Reproduce, from the lines below, exactly the stretch that begins at the line containing "box: [0, 360, 622, 533]" and ends at the line containing "415L235 526L620 525L421", both included.
BEGIN
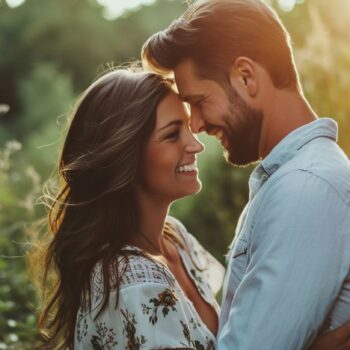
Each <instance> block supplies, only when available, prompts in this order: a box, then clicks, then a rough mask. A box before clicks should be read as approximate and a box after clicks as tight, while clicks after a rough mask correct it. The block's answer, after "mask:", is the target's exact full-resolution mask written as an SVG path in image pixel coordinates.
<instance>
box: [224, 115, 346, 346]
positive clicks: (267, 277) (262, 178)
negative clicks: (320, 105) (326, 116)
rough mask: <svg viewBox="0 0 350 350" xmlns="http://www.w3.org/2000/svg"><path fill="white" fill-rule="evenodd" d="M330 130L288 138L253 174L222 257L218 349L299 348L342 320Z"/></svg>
mask: <svg viewBox="0 0 350 350" xmlns="http://www.w3.org/2000/svg"><path fill="white" fill-rule="evenodd" d="M336 140H337V124H336V123H335V122H334V121H333V120H332V119H328V118H323V119H317V120H315V121H313V122H312V123H309V124H306V125H304V126H302V127H300V128H298V129H296V130H294V131H293V132H291V133H290V134H289V135H287V136H286V137H285V138H284V139H283V140H282V141H281V142H280V143H279V144H278V145H277V146H275V148H274V149H273V150H272V151H271V153H270V154H269V155H268V156H267V157H266V158H265V159H264V160H263V161H262V162H261V163H260V164H259V165H258V166H257V167H256V168H255V170H254V171H253V173H252V175H251V177H250V180H249V189H250V198H249V202H248V204H247V205H246V207H245V209H244V211H243V213H242V215H241V217H240V220H239V222H238V226H237V229H236V235H235V239H234V241H233V243H232V245H231V247H230V251H229V254H228V270H227V275H226V278H225V284H224V293H223V305H222V310H221V317H220V326H219V334H218V343H217V349H218V350H298V349H307V348H308V346H309V345H310V344H311V343H312V341H313V340H314V338H315V337H316V335H317V334H318V332H319V331H320V330H321V328H322V325H323V324H324V322H326V321H329V324H330V328H334V327H337V326H339V325H341V324H342V323H344V322H345V321H346V320H349V319H350V274H349V272H350V163H349V160H348V158H347V157H346V155H345V154H344V152H343V151H342V150H341V149H340V147H339V146H338V145H337V143H336Z"/></svg>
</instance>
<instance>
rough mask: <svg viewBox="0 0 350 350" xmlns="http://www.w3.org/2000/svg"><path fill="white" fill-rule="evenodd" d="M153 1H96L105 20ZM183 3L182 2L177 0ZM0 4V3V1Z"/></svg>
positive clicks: (283, 2)
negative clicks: (100, 6)
mask: <svg viewBox="0 0 350 350" xmlns="http://www.w3.org/2000/svg"><path fill="white" fill-rule="evenodd" d="M24 1H25V0H6V2H7V3H8V5H9V6H11V7H17V6H19V5H21V4H22V3H23V2H24ZM154 1H155V0H127V1H126V0H97V2H98V3H99V4H101V5H103V6H104V7H105V10H106V12H105V15H106V17H107V18H110V19H113V18H116V17H118V16H120V15H122V14H123V13H124V12H125V11H126V10H130V9H135V8H137V7H138V6H140V5H149V4H152V3H153V2H154ZM178 1H184V0H178ZM302 1H303V0H278V4H279V6H280V7H281V9H282V10H284V11H291V10H293V8H294V6H295V4H296V3H300V2H302ZM0 2H1V1H0Z"/></svg>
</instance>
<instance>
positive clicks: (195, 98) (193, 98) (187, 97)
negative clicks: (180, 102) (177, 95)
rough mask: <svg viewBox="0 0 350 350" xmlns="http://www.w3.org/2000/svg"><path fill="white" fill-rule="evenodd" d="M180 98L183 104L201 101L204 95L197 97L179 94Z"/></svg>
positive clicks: (203, 96)
mask: <svg viewBox="0 0 350 350" xmlns="http://www.w3.org/2000/svg"><path fill="white" fill-rule="evenodd" d="M180 98H181V100H182V101H184V102H191V101H193V100H201V99H202V98H204V95H203V94H197V95H181V94H180Z"/></svg>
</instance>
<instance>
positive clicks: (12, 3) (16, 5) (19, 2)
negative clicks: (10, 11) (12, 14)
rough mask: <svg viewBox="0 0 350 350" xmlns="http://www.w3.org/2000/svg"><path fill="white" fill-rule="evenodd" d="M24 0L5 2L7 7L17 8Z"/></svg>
mask: <svg viewBox="0 0 350 350" xmlns="http://www.w3.org/2000/svg"><path fill="white" fill-rule="evenodd" d="M24 1H25V0H6V2H7V5H9V6H10V7H17V6H19V5H22V4H23V3H24Z"/></svg>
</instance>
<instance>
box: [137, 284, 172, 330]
mask: <svg viewBox="0 0 350 350" xmlns="http://www.w3.org/2000/svg"><path fill="white" fill-rule="evenodd" d="M177 300H178V298H177V296H176V295H175V292H174V291H173V290H170V289H169V288H166V289H165V290H164V291H163V292H161V293H159V294H158V296H157V298H152V299H150V300H149V303H151V304H153V306H147V305H146V304H142V312H143V313H144V314H146V315H149V313H150V312H151V311H152V313H151V315H150V317H149V322H151V323H152V324H153V325H154V324H156V323H157V321H158V315H157V312H158V308H159V307H161V308H162V314H163V316H164V317H166V316H167V315H168V313H169V311H170V310H172V311H177V310H176V307H175V305H176V302H177Z"/></svg>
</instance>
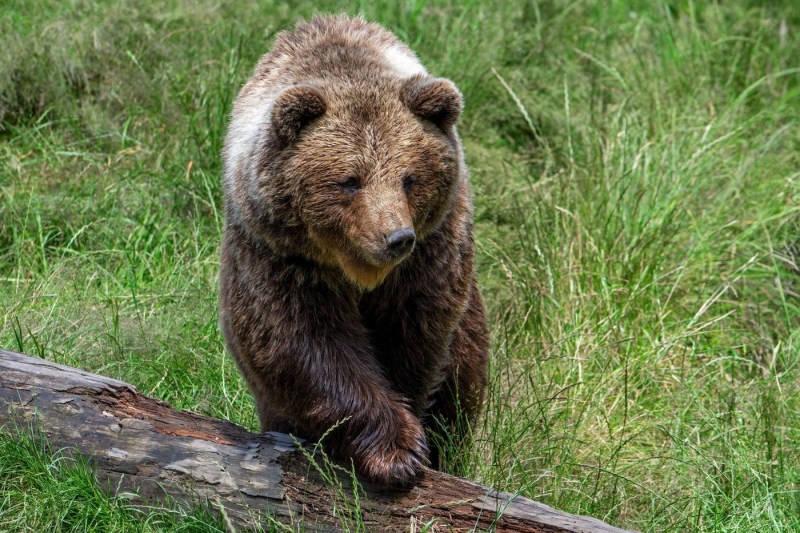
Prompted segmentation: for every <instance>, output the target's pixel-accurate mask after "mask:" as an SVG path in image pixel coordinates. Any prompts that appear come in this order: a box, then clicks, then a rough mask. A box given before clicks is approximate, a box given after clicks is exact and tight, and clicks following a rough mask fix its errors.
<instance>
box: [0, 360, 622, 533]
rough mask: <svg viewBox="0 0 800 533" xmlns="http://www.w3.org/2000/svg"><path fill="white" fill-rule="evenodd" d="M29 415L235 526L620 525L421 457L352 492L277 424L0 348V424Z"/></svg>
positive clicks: (536, 525)
mask: <svg viewBox="0 0 800 533" xmlns="http://www.w3.org/2000/svg"><path fill="white" fill-rule="evenodd" d="M30 427H35V428H36V430H37V431H38V432H40V433H41V434H43V435H44V436H45V437H46V438H47V441H48V442H49V443H50V445H51V447H52V448H54V449H62V450H69V451H70V452H71V453H80V454H82V455H83V456H85V457H87V458H88V459H89V461H90V463H91V464H92V466H93V468H94V472H95V475H96V477H97V479H98V481H99V482H100V483H101V484H102V486H106V487H108V488H109V491H110V492H111V493H113V494H119V493H122V492H124V493H128V496H129V497H131V496H130V494H135V495H136V496H133V497H132V498H133V500H132V501H134V502H135V503H140V504H142V505H146V504H149V505H152V504H154V503H155V504H158V502H163V500H164V499H165V497H170V498H172V499H173V500H175V501H177V502H180V503H182V504H188V505H192V504H197V503H198V502H208V504H209V505H210V506H211V507H212V508H215V509H216V510H217V511H219V512H220V513H222V515H223V517H224V518H225V520H227V522H228V524H229V527H231V528H235V529H236V530H241V529H250V528H255V527H259V526H261V527H265V528H266V527H268V525H269V524H270V523H274V522H280V523H284V524H291V525H292V526H293V527H294V528H295V529H297V527H298V526H300V525H302V528H303V529H304V530H308V529H311V530H320V531H341V530H342V529H357V528H358V527H362V530H366V531H420V530H422V529H423V528H424V527H425V525H426V524H429V523H432V524H433V525H432V526H431V527H430V528H429V531H472V530H476V529H477V530H487V529H488V530H492V529H493V530H496V531H523V532H558V531H562V532H577V531H581V532H620V531H622V530H620V529H617V528H614V527H612V526H609V525H608V524H605V523H603V522H601V521H600V520H597V519H594V518H587V517H582V516H576V515H571V514H568V513H564V512H561V511H558V510H556V509H552V508H550V507H548V506H546V505H543V504H540V503H537V502H534V501H531V500H529V499H527V498H523V497H519V496H514V495H512V494H507V493H503V492H497V491H494V490H492V489H491V488H488V487H484V486H481V485H478V484H476V483H473V482H471V481H467V480H465V479H461V478H457V477H453V476H450V475H447V474H444V473H441V472H437V471H435V470H429V469H426V470H425V472H424V474H423V475H422V477H421V479H419V480H418V482H417V484H416V485H415V486H414V487H413V488H407V489H403V490H399V489H398V490H387V489H382V488H380V487H373V486H369V485H366V484H364V485H363V489H362V490H359V491H357V492H356V491H354V488H353V484H352V482H351V480H350V478H349V476H348V475H347V474H342V473H341V471H340V469H334V468H331V466H330V465H331V463H329V462H325V461H324V460H322V459H319V458H318V457H315V456H314V455H313V454H312V453H310V452H308V451H306V452H305V453H303V450H301V449H299V447H298V445H297V444H296V441H295V440H294V439H293V438H291V437H290V436H288V435H283V434H279V433H267V434H264V435H256V434H253V433H250V432H248V431H246V430H245V429H243V428H241V427H239V426H237V425H235V424H232V423H230V422H226V421H224V420H215V419H213V418H210V417H207V416H203V415H199V414H196V413H192V412H189V411H176V410H174V409H172V408H171V407H169V406H168V405H166V404H164V403H162V402H160V401H157V400H154V399H151V398H148V397H146V396H143V395H142V394H140V393H139V392H138V391H137V390H136V389H135V388H134V387H132V386H131V385H128V384H127V383H123V382H121V381H117V380H114V379H110V378H106V377H102V376H98V375H95V374H90V373H88V372H84V371H82V370H78V369H76V368H71V367H67V366H63V365H59V364H55V363H52V362H49V361H45V360H43V359H38V358H34V357H29V356H26V355H22V354H17V353H12V352H7V351H4V350H0V430H2V431H4V432H6V433H12V432H14V431H20V430H27V428H30ZM315 465H316V466H315ZM356 493H357V494H358V496H357V497H358V500H359V501H358V504H357V505H356V503H354V498H355V496H354V494H356Z"/></svg>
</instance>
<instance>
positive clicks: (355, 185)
mask: <svg viewBox="0 0 800 533" xmlns="http://www.w3.org/2000/svg"><path fill="white" fill-rule="evenodd" d="M339 187H341V189H342V191H344V192H346V193H347V194H355V193H357V192H358V190H359V189H361V181H360V180H359V179H358V178H357V177H355V176H348V177H347V178H345V179H344V180H343V181H340V182H339Z"/></svg>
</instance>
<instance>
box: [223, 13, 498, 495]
mask: <svg viewBox="0 0 800 533" xmlns="http://www.w3.org/2000/svg"><path fill="white" fill-rule="evenodd" d="M460 112H461V96H460V93H458V90H457V89H456V88H455V86H454V85H453V84H452V82H450V81H448V80H444V79H437V78H433V77H431V76H429V75H428V74H427V72H426V71H425V69H424V68H423V67H422V65H421V64H420V63H419V61H418V60H417V59H416V56H414V54H413V52H411V51H410V50H409V49H408V48H407V47H406V46H405V45H403V44H402V43H401V42H400V41H399V40H397V39H396V38H395V37H394V36H393V35H392V34H391V33H389V32H387V31H386V30H384V29H383V28H381V27H380V26H377V25H375V24H369V23H367V22H365V21H364V20H363V19H360V18H356V19H350V18H347V17H328V18H317V19H314V20H312V21H311V22H308V23H300V24H298V25H297V27H296V28H295V30H294V31H293V32H291V33H285V34H281V35H280V36H279V37H278V39H277V41H276V43H275V46H274V47H273V50H272V51H271V52H270V53H269V54H267V55H266V56H264V57H263V58H262V59H261V61H260V62H259V64H258V66H257V68H256V71H255V74H254V76H253V77H252V78H251V80H250V81H248V82H247V84H246V85H245V86H244V87H243V88H242V90H241V91H240V93H239V96H238V97H237V100H236V102H235V105H234V110H233V113H232V118H231V124H230V127H229V131H228V136H227V138H226V144H225V150H224V153H223V157H224V162H225V176H224V193H225V216H226V220H225V230H224V236H223V243H222V270H221V275H220V285H221V302H220V311H221V321H222V327H223V332H224V335H225V339H226V342H227V345H228V348H229V350H230V352H231V353H232V354H233V356H234V357H235V359H236V361H237V364H238V365H239V368H240V369H241V371H242V373H243V374H244V376H245V378H246V380H247V382H248V385H249V386H250V389H251V390H252V392H253V395H254V397H255V400H256V404H257V408H258V413H259V417H260V420H261V427H262V429H263V430H265V431H266V430H277V431H287V432H293V433H296V434H298V435H299V436H302V437H307V438H311V439H317V438H319V437H320V436H321V435H322V434H323V433H325V432H326V431H327V430H328V429H329V428H330V427H331V426H333V425H335V424H336V423H337V422H342V421H343V420H344V422H342V423H341V425H340V426H339V427H338V429H337V430H336V431H335V432H334V433H333V434H332V435H330V437H329V438H328V443H327V444H328V447H329V449H330V450H331V451H332V452H333V453H335V454H337V455H341V456H349V457H352V458H353V459H354V460H355V464H356V466H357V468H358V469H359V471H360V473H361V474H362V475H364V476H365V477H366V478H367V479H369V480H371V481H374V482H378V483H386V484H390V483H404V482H407V481H409V480H411V479H413V477H414V476H415V475H416V474H417V473H418V472H419V469H420V467H421V465H423V464H426V463H427V462H428V460H429V451H428V445H427V439H426V433H425V429H424V426H425V425H431V424H430V422H431V421H432V420H433V419H437V420H438V421H439V423H437V424H435V425H436V427H445V428H448V429H446V431H458V427H459V426H460V425H459V424H456V419H457V417H458V416H459V413H460V414H461V416H463V417H465V418H466V419H468V420H474V418H475V417H476V416H477V415H478V413H479V411H480V408H481V404H482V402H483V394H484V390H485V387H486V380H487V377H486V372H487V358H488V332H487V328H486V321H485V316H484V309H483V303H482V301H481V296H480V292H479V290H478V287H477V284H476V281H475V273H474V263H473V257H474V250H473V238H472V205H471V198H470V190H469V183H468V176H467V169H466V166H465V164H464V159H463V154H462V149H461V144H460V140H459V138H458V135H457V133H456V130H455V122H456V120H457V118H458V115H459V114H460ZM348 176H354V177H356V178H358V183H359V189H358V190H357V191H356V192H354V193H352V194H351V193H350V192H345V191H347V190H348V189H346V188H345V189H343V188H342V183H343V180H345V179H346V178H347V177H348ZM406 226H408V227H411V228H413V230H414V232H415V233H416V244H415V246H414V248H413V251H412V252H411V253H410V255H408V256H407V257H401V258H393V257H391V256H390V255H388V254H387V251H386V235H388V234H390V233H391V231H392V230H394V229H396V228H401V227H406ZM440 423H441V424H440ZM442 424H443V425H442ZM454 437H455V438H456V440H457V439H458V438H459V436H458V435H455V436H454ZM433 454H434V457H435V456H436V454H437V450H433Z"/></svg>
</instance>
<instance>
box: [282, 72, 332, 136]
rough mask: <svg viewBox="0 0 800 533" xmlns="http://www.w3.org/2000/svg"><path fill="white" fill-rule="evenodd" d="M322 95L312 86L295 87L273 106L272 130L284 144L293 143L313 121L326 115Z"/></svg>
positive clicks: (290, 90) (284, 93) (323, 98)
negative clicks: (325, 113)
mask: <svg viewBox="0 0 800 533" xmlns="http://www.w3.org/2000/svg"><path fill="white" fill-rule="evenodd" d="M326 109H327V105H326V104H325V99H324V98H323V97H322V93H320V92H319V90H318V89H316V88H315V87H312V86H310V85H295V86H294V87H290V88H288V89H286V90H285V91H283V92H282V93H281V94H280V96H278V98H277V99H275V103H274V104H273V105H272V128H273V129H274V130H275V134H276V135H277V136H278V138H279V139H280V140H281V141H282V142H283V143H284V144H290V143H292V142H293V141H294V140H295V139H296V138H297V135H298V134H299V133H300V130H302V129H303V127H304V126H305V125H306V124H308V123H309V122H310V121H311V120H313V119H315V118H317V117H319V116H321V115H322V114H323V113H325V110H326Z"/></svg>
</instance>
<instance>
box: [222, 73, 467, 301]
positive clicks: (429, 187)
mask: <svg viewBox="0 0 800 533" xmlns="http://www.w3.org/2000/svg"><path fill="white" fill-rule="evenodd" d="M257 109H258V112H261V113H263V114H264V115H266V118H267V120H264V121H263V122H262V124H261V126H260V131H259V132H258V135H257V136H256V137H257V138H258V142H256V143H255V145H254V146H253V148H252V151H253V154H254V155H255V157H254V158H253V159H255V163H254V164H253V165H251V167H250V168H245V169H244V170H241V169H240V170H239V171H238V176H237V177H236V178H235V179H234V180H233V181H234V182H236V181H240V182H244V183H234V184H233V186H234V188H235V189H238V190H236V191H234V192H233V194H231V193H229V192H227V191H226V194H229V195H231V196H232V197H233V198H232V200H233V202H232V203H234V204H236V205H237V209H235V211H236V213H234V214H235V215H236V216H235V217H231V216H230V213H229V218H233V219H234V220H238V221H240V222H243V223H244V225H245V226H247V227H248V229H249V230H250V233H251V234H254V235H257V236H258V238H260V239H262V240H264V241H266V243H267V244H268V245H270V247H271V248H272V249H273V250H274V251H275V252H277V253H279V254H286V255H292V254H294V255H297V254H299V255H303V256H306V257H307V258H308V259H311V260H312V261H315V262H317V263H319V264H325V265H331V266H336V267H338V268H339V269H340V272H341V273H343V274H344V276H345V277H346V278H347V279H348V280H350V282H352V283H354V284H355V285H357V286H359V287H361V288H363V289H371V288H374V287H375V286H377V285H378V284H379V283H381V281H383V280H384V279H385V278H386V276H387V275H388V274H389V273H390V272H391V271H392V270H393V269H394V268H395V267H397V265H399V264H400V263H401V262H402V261H403V260H405V259H406V258H407V257H408V256H409V255H410V254H411V253H413V250H414V247H415V245H416V243H417V242H418V241H421V240H423V239H425V237H426V236H427V235H428V234H430V232H431V231H433V230H435V228H436V227H437V226H438V225H439V224H440V223H441V221H442V220H443V218H444V216H445V215H446V214H447V212H448V211H449V209H450V208H451V204H452V202H453V199H454V196H455V192H456V191H457V190H458V187H459V184H460V183H461V182H462V180H463V179H464V178H465V176H464V173H465V172H466V171H465V166H464V164H463V155H462V152H461V146H460V141H459V139H458V136H457V133H456V131H455V127H454V126H455V122H456V120H457V119H458V117H459V115H460V113H461V110H462V98H461V94H460V93H459V91H458V89H457V88H456V87H455V85H454V84H453V83H452V82H450V81H449V80H446V79H441V78H432V77H430V76H428V75H424V74H418V75H415V76H412V77H409V78H405V79H392V78H389V79H386V78H375V79H371V80H366V81H361V82H359V83H353V82H352V80H336V79H333V80H318V81H317V82H316V83H313V82H312V83H302V84H296V85H291V86H288V87H281V88H279V89H278V90H275V91H273V95H272V97H271V98H270V99H269V105H268V107H267V106H263V105H262V106H261V107H260V108H257ZM230 157H231V154H228V158H230Z"/></svg>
END
Output for this task:
box: [0, 360, 622, 533]
rough mask: <svg viewBox="0 0 800 533" xmlns="http://www.w3.org/2000/svg"><path fill="white" fill-rule="evenodd" d="M29 415L235 526L620 525L421 457L352 492L277 424L0 348V424Z"/></svg>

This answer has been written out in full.